** Begin **

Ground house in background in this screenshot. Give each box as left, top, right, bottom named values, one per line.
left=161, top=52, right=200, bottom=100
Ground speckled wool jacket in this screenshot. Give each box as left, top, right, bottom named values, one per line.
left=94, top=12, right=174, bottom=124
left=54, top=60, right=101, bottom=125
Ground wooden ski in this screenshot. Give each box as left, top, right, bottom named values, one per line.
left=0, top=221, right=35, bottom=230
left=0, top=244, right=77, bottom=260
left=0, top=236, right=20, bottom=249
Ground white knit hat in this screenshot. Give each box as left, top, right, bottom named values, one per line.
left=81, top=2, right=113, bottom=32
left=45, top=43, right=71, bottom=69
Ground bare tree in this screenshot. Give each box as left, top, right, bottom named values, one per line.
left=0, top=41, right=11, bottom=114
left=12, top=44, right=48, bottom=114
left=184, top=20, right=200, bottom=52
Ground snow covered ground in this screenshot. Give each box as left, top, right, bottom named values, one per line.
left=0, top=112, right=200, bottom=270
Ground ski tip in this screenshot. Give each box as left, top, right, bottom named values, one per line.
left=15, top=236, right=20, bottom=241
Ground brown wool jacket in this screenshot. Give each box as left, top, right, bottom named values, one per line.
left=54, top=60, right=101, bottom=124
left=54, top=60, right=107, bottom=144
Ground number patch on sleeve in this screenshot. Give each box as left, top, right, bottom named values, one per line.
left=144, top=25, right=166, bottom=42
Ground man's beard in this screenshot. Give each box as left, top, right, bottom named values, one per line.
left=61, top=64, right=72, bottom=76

** End **

### Task
Can you rewrite all the items above as a Markdown table with the columns "Row" and "Text", putting each line in its own numbered row and leaving out blank lines?

### Answer to the task
| Row | Text |
|---|---|
| 1 | Ground house in background in this screenshot. Give each box as left, top, right, bottom named values, one per line. |
| 2 | left=161, top=52, right=200, bottom=100 |
| 3 | Ground speckled wool jacket in this screenshot. Give each box as left, top, right, bottom named values, one per line. |
| 4 | left=94, top=12, right=174, bottom=124 |
| 5 | left=54, top=60, right=101, bottom=125 |
| 6 | Ground wooden ski in this screenshot. Give each box as left, top, right, bottom named values, one per line. |
| 7 | left=0, top=221, right=35, bottom=230 |
| 8 | left=0, top=244, right=77, bottom=260 |
| 9 | left=0, top=236, right=20, bottom=249 |
| 10 | Ground white knit hat in this screenshot. Give each box as left, top, right, bottom named values, one per line. |
| 11 | left=81, top=2, right=113, bottom=32 |
| 12 | left=45, top=43, right=71, bottom=69 |
| 13 | Ground bare tree in this screenshot. Give each box as left, top, right, bottom named values, one per line. |
| 14 | left=0, top=41, right=11, bottom=114 |
| 15 | left=12, top=44, right=48, bottom=114 |
| 16 | left=184, top=20, right=200, bottom=52 |
| 17 | Ground snow covered ground in this screenshot. Give each box as left, top, right, bottom named values, one per line. |
| 18 | left=0, top=112, right=200, bottom=270 |
| 19 | Ground ski tip in this screenshot. Give each box as left, top, right, bottom named values, one per line. |
| 20 | left=15, top=236, right=20, bottom=241 |
| 21 | Ground brown wool jacket in this screenshot. Give each box as left, top, right, bottom named values, one per line. |
| 22 | left=54, top=60, right=101, bottom=124 |
| 23 | left=54, top=60, right=107, bottom=144 |
| 24 | Ground number patch on sleeve in this screenshot. Give each box as left, top, right, bottom named values, one per line. |
| 25 | left=144, top=25, right=166, bottom=42 |
| 26 | Ground man's beard in this screenshot. Give each box as left, top, right, bottom named values, one per line. |
| 27 | left=61, top=64, right=72, bottom=76 |